- **TASK**
Reproduce verbatim the lines of the items from the first line through the line containing "pixel 89 159", inclusive.

Data drawn from a collection
------

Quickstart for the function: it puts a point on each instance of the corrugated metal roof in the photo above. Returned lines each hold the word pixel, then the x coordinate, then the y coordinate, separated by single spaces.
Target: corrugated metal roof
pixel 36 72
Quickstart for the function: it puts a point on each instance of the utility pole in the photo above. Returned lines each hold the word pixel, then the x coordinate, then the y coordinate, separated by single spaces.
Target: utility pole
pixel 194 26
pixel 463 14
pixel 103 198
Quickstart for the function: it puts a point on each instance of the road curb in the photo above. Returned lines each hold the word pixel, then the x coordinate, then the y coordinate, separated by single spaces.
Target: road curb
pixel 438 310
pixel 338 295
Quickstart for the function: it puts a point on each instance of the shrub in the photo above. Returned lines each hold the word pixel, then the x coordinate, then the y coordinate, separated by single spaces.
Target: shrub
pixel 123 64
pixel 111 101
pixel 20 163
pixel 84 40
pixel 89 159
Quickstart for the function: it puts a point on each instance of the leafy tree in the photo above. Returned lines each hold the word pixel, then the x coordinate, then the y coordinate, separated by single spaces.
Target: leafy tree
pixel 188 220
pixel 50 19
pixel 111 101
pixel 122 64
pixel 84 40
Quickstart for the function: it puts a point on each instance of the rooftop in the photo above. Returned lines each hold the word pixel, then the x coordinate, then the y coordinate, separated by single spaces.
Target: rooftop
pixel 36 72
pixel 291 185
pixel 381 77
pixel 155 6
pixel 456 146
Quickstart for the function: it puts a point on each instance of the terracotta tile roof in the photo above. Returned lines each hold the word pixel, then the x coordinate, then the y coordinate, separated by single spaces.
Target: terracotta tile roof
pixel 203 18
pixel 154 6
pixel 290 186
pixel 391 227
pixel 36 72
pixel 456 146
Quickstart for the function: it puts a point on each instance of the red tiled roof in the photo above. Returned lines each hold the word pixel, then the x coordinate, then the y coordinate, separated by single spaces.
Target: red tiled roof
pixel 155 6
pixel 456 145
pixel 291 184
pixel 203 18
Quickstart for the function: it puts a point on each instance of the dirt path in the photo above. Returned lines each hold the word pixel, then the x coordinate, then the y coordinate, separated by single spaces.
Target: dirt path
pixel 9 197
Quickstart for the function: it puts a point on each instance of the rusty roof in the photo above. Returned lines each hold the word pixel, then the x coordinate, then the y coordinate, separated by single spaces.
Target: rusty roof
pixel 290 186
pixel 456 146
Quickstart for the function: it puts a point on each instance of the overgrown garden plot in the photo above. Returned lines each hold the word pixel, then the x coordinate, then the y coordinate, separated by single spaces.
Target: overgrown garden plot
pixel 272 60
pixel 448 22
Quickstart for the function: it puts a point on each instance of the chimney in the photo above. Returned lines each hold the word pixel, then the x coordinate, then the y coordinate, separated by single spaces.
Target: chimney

------

- **SOLUTION TO THIS PROBLEM**
Quickstart for the function: it puts a point on each instance of the corrugated metal roof in the photo above. Returned lines each hold the word pixel, then the x coordinate, then the y coordinate, separated by single spaces.
Target: corrugated metal roof
pixel 36 72
Quickstart for the function: it puts a point on each instance of the utility pole in the photo above. Returned lines each hold the word pixel, then the x coordinate, then the y coordinate, separated by single spaces.
Target: utility pole
pixel 194 26
pixel 463 14
pixel 103 198
Quickstart for the function: it puts a point on each instance of the road curb in the photo above. Returned lines each hold the word pixel, then the x coordinate, then the y coordinate, separated by single spaces.
Target: road curb
pixel 438 310
pixel 338 295
Quickstart for the function: it puts a point on each instance of the shrub in the photo above. Returned lines each hold the word pixel, then the x coordinate, then the y coordinate, separated by single spaces.
Target: shrub
pixel 123 64
pixel 111 101
pixel 20 163
pixel 84 40
pixel 89 159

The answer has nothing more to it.